━━ Texte à analyser ━━

C’est typiquement le genre de crise qui, en tant qu’entreprise, vous met dans une situation de sidération. Le problème qu’Astronomer a dû rencontrer ici, c’est que c’était leur patron qui était directement concerné. Or, habituellement, c’est lui qui va dicter la marche à suivre et la stratégie. Il fallait donc remonter d’un cran en termes de gouvernance, ce qui ralentit nécessairement la prise de décision. Sans oublier l’impact sur la vie privée des deux personnes concernées, et le laps de temps qu’il fallait leur laisser pour gérer cela.

C’est donc difficile de critiquer la manière dont Astronomer a géré la situation. C’est déjà compliqué pour une entreprise d’anticiper d’où viennent les crises, alors un concert de Coldplay, très sincèrement, personne n’aurait pu anticiper un tel cas de figure ! Et puis il est extrêmement compliqué d’empêcher les détournements en ligne, encore plus pour une start-up qui n’est, d’habitude, pas du tout exposée à ce type de crise-là.

Est-ce une polémique très américaine ? Ou cela pourrait aussi arriver en France ?

Ce n’est pas surprenant que cela arrive aux États-Unis, car la législation n’est pas du tout la même que chez nous. Les relations entre collaborateurs, et encore plus avec un patron, sont extrêmement réglementées, et vous êtes par exemple censé signaler aux RH si vous êtes en couple au sein de la même entreprise.

Il y a donc forcément un problème de valeurs au sein de l’entreprise du fait de cette relation, en particulier entre le PDG et la DRH – et c’est ce qu’a indiqué Astronomer dans son communiqué de presse. Mais il y a aussi un problème par rapport au monde du travail américain de manière générale : ce n’est pas quelque chose qui se fait.

En comparaison, pour un patron d’entreprise en France, cela me paraît peu probable qu’une affaire comme celle-ci puisse avoir la même répercussion. Cela pourrait arriver si cela touchait un homme ou une femme politique, parce que ces derniers sont perçus si négativement que ce genre d’incartade pourrait avoir un effet viral très important. Dans le monde économique, j’y crois moyennement.

Qu’est-ce que cette crise révèle de l’importance de la réputation d’une entreprise avec les réseaux sociaux ?

━━━

### Consignes
a - Veuillez reformuler plus brièvement le paragraphe du texte à analyser qui commence par « Ce n’est pas surprenant que cela arrive aux États-Unis » en conservant ses faits principaux.
b - D’après le texte à analyser, dans quel cas une affaire comme celle-ci pourrait-elle avoir en France un effet viral très important ?
c - Reproduisez fidèlement un passage du texte à analyser. Commencez aux mots « Ce n’est pas surprenant » et arrêtez-vous après « la même entreprise. ».

━━ Données ━━

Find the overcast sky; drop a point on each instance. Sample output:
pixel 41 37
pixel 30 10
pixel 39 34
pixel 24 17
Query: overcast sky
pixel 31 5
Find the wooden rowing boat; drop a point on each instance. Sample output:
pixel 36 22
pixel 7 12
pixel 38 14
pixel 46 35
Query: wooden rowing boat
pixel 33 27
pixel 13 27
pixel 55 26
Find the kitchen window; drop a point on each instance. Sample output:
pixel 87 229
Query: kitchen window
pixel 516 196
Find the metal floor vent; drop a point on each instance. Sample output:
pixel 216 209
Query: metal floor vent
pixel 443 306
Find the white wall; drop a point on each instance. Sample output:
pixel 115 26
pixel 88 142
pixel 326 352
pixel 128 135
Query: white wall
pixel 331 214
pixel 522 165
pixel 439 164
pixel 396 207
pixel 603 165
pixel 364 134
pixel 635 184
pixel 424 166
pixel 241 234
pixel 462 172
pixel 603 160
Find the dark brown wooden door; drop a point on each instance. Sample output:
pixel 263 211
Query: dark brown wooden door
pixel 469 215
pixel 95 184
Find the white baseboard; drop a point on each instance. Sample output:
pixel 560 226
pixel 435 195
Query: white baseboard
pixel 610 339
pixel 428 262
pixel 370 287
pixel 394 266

━━━

### Corrigé
a - Aux États-Unis, la législation diffère de celle de la France. Les relations entre collaborateurs, et plus encore avec un patron, y sont très réglementées. On doit par exemple signaler aux RH une relation de couple au sein de la même entreprise.

b - Si elle touchait un homme ou une femme politique.

c -
Ce n’est pas surprenant que cela arrive aux États-Unis, car la législation n’est pas du tout la même que chez nous. Les relations entre collaborateurs, et encore plus avec un patron, sont extrêmement réglementées, et vous êtes par exemple censé signaler aux RH si vous êtes en couple au sein de la même entreprise.